**Objective**
Reproduce the listing below line for line without changing anything, and leave the pictures out of your output.

**Source data**

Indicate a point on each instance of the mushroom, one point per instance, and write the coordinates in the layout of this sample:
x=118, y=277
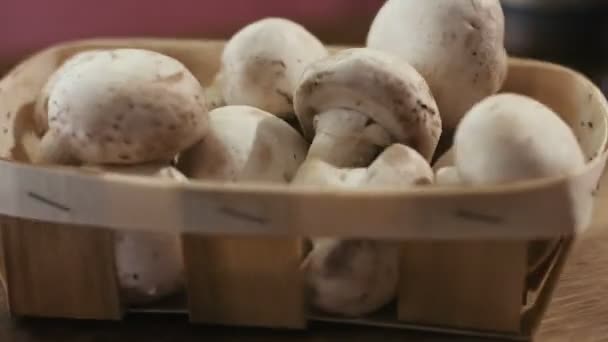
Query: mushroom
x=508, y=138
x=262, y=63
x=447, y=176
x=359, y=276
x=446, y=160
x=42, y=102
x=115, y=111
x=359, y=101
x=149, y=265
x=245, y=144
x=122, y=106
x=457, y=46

**Solved problem**
Indicate a point on each instance of the mushroom, one point per instance, and write the coordinates in the layout of this sample:
x=118, y=277
Query: mushroom
x=508, y=138
x=262, y=63
x=447, y=176
x=359, y=276
x=446, y=160
x=42, y=102
x=115, y=111
x=359, y=101
x=149, y=265
x=245, y=144
x=122, y=106
x=457, y=46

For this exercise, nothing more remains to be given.